[Data for processing]:

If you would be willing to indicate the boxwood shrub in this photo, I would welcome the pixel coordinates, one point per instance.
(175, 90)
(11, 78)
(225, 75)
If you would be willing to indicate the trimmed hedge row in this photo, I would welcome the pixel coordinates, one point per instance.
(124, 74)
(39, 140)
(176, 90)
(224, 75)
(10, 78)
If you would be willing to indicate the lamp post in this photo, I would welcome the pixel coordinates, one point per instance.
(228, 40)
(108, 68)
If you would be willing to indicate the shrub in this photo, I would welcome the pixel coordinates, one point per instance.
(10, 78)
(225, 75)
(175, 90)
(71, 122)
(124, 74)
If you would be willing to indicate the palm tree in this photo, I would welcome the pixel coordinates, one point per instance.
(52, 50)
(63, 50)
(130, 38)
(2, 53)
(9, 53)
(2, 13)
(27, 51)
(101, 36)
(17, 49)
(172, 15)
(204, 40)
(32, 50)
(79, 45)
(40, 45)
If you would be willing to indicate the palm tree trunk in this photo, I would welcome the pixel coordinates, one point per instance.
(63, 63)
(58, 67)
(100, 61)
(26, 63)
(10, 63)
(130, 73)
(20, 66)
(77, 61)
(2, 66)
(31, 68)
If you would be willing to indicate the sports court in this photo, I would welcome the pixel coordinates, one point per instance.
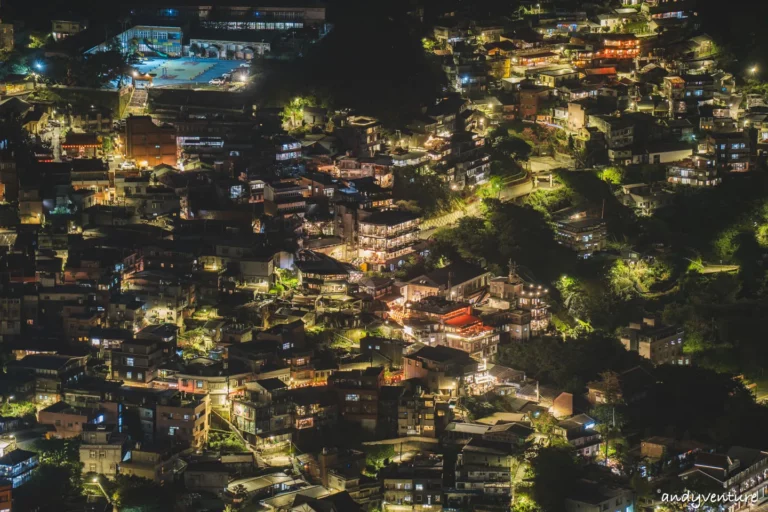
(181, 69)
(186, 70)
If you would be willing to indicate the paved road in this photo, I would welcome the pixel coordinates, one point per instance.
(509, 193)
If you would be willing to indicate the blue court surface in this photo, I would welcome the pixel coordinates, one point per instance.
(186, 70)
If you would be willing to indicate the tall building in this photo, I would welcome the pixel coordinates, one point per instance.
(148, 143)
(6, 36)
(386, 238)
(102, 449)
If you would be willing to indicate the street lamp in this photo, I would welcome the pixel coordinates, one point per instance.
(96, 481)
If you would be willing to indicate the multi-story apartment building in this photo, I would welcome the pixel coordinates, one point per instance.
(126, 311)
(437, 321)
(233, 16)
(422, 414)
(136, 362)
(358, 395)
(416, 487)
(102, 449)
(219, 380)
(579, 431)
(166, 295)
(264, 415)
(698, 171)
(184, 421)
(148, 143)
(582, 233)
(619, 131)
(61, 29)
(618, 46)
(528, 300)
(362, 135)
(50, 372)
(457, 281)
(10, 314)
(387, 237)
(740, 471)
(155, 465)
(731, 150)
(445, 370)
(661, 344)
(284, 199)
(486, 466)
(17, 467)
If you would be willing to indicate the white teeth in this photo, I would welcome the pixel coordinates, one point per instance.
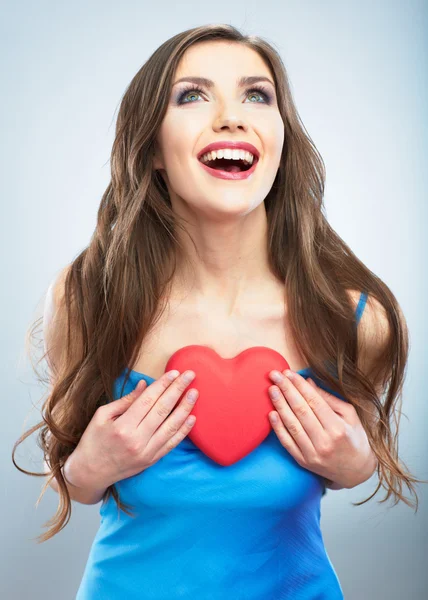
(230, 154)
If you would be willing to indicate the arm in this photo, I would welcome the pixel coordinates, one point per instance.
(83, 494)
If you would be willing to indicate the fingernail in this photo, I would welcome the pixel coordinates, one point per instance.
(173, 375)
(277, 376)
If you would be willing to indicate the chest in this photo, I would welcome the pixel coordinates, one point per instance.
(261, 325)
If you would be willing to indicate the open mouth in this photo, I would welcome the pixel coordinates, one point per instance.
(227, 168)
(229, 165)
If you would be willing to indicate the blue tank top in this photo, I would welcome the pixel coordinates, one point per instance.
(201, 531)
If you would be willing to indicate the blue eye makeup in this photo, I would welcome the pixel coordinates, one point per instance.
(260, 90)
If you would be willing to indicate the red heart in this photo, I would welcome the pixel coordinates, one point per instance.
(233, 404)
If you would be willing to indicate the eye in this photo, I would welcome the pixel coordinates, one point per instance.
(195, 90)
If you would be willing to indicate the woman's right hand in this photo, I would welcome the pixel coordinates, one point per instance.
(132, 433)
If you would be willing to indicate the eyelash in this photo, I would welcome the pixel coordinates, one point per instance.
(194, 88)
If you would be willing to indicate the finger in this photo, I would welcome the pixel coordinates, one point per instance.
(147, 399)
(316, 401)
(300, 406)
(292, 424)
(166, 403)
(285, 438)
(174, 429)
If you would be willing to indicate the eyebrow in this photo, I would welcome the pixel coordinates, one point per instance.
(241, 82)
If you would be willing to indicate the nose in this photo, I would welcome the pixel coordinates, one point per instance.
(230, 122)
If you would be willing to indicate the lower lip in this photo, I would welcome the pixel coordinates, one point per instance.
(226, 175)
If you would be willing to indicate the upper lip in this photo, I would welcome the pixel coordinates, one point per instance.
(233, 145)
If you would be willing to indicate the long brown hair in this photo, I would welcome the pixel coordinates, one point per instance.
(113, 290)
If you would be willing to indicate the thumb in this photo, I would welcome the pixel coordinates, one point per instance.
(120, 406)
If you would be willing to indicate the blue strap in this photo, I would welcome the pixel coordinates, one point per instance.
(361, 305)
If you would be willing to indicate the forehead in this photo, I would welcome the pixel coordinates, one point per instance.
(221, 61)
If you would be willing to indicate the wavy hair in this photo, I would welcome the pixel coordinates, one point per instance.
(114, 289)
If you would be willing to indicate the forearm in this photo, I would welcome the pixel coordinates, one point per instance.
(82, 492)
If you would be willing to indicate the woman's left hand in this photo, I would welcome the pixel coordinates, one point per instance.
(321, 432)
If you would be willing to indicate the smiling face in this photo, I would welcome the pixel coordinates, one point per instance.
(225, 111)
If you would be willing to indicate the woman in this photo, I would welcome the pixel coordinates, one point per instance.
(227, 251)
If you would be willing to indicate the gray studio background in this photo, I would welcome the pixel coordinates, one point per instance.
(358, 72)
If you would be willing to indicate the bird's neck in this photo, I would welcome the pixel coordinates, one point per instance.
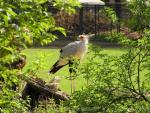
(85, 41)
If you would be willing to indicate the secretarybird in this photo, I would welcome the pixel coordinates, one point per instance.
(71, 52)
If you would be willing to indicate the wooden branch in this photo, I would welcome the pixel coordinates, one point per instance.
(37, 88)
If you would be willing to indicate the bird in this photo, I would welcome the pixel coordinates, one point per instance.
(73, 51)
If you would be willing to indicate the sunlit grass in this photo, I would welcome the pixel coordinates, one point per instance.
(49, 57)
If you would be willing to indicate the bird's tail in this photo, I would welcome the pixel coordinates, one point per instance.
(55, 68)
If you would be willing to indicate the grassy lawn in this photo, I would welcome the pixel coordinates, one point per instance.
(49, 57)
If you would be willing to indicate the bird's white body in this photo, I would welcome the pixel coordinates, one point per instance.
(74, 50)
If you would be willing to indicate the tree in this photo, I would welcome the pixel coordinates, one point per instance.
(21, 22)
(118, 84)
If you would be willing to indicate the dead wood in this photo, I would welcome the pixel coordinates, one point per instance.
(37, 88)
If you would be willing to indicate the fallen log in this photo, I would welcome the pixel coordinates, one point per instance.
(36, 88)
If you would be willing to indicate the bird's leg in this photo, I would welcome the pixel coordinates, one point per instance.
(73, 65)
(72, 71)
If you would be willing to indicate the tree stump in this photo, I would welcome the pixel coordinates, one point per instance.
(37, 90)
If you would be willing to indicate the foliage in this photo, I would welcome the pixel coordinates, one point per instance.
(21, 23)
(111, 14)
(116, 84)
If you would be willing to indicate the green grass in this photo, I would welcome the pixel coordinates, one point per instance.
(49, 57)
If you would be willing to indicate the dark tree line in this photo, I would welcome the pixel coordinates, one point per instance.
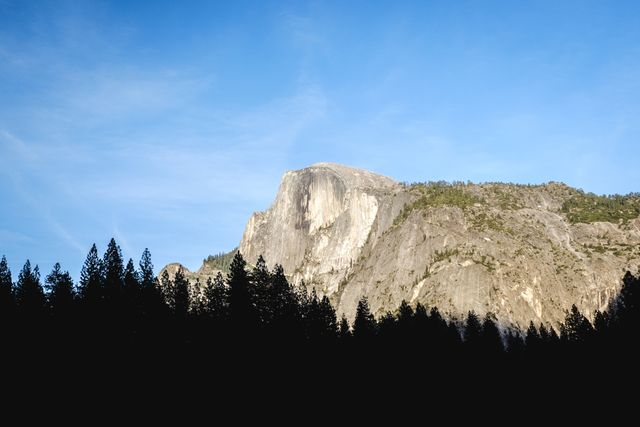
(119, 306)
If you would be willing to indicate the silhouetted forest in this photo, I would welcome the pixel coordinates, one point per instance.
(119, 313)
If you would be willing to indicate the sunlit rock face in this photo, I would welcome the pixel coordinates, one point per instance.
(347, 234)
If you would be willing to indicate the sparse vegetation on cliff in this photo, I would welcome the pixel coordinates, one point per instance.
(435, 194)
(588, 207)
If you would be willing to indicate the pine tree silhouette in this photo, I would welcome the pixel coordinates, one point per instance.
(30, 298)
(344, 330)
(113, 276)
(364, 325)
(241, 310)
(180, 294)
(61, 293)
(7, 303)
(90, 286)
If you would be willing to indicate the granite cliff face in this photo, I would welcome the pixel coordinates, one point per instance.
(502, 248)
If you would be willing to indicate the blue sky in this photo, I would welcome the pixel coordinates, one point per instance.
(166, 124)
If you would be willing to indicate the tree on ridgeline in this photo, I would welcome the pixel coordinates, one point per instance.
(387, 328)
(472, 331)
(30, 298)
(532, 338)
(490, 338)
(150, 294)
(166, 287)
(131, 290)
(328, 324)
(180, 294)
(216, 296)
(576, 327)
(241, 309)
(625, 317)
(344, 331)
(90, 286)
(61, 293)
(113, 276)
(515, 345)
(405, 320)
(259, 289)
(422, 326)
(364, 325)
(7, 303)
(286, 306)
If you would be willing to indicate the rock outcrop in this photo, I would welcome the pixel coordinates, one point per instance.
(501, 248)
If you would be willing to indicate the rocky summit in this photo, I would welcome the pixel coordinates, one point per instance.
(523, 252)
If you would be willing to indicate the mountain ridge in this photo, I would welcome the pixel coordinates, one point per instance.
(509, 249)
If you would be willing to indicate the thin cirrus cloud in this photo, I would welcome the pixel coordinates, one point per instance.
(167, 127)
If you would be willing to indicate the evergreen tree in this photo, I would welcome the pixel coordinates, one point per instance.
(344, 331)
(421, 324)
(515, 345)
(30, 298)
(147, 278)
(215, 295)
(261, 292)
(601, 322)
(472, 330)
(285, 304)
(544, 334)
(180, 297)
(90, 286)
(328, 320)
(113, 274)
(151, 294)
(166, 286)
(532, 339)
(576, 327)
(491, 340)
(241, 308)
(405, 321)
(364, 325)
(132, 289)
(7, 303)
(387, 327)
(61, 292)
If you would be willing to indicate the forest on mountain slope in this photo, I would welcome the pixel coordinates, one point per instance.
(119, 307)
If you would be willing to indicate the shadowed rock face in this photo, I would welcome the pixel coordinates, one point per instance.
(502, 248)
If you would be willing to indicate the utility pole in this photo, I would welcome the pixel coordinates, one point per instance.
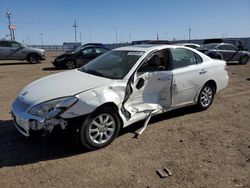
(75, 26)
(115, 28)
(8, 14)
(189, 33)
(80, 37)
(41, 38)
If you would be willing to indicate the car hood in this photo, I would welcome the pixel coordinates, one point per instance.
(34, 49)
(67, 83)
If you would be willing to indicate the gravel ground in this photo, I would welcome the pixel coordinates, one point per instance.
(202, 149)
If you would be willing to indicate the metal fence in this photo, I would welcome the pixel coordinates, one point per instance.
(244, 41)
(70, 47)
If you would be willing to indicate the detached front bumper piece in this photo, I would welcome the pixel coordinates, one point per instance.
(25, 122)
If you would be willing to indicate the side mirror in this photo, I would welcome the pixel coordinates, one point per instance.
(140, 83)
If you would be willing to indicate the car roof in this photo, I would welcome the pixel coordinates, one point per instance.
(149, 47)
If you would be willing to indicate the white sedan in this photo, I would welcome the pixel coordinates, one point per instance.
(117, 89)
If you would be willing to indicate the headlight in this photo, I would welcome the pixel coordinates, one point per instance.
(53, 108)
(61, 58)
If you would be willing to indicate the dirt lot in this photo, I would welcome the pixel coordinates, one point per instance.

[Direction]:
The lines to be extracted begin at the line containing "If you would be willing to indicate the evergreen" and continue through the final line of the material above, both ends included. Reproduce them exactly, without the pictures.

[Written reply]:
If you would be willing to indicate the evergreen tree in this photo, I would welcome the pixel coordinates, one point per instance.
(344, 331)
(421, 324)
(515, 345)
(30, 298)
(147, 278)
(215, 295)
(261, 292)
(601, 322)
(472, 330)
(285, 304)
(544, 334)
(180, 297)
(90, 286)
(328, 320)
(113, 274)
(151, 294)
(166, 286)
(532, 339)
(576, 327)
(491, 340)
(241, 308)
(405, 321)
(364, 325)
(132, 289)
(7, 303)
(387, 327)
(61, 292)
If you would be willing to indicate the forest on mountain slope in this photo, I would welcome the pixel coordinates, one point per instance.
(119, 307)
If you would be willing to indicate the shadowed rock face in this photo, I would welcome the pixel coordinates, one point per instance.
(502, 248)
If you would be willing to indicate the utility pole in this photo, I would welcome the pixel coordinates, one point per instance.
(75, 26)
(115, 28)
(8, 14)
(189, 33)
(80, 37)
(41, 38)
If you would be willing to indicate the car hood in this photo, I would welcome the pixel coordinates, one point per instance.
(34, 49)
(67, 83)
If you would be willing to indicate the gravel ground in this photo, I would welcome the pixel coordinates, one point per instance.
(202, 149)
If you would be willing to indicate the metal fence in this photo, I would welcome the pixel coordinates, one point per instance.
(244, 41)
(70, 47)
If you would be willing to indicate the detached front bumper piece in this photo, I would welcome the pixel coordinates, one point per instance.
(25, 122)
If you would be willing to indicate the side mirror in this photo, I would welcome the pixel coordinates, one point per instance.
(140, 83)
If you would be willing to indicate the car roof in this photo, I would welcome the pixel coordinates, one point per instance.
(149, 47)
If you would be willing to indicate the white sedan in this photo, I would welcome the pixel coordinates, one point per instance.
(117, 89)
If you would be willing to indicate the headlight in this photo, I would welcome the pixel coordinates, one point per instance.
(53, 108)
(61, 58)
If you would be willing to indicate the dirt lot in this photo, I would welcome the pixel coordinates, one point per instance.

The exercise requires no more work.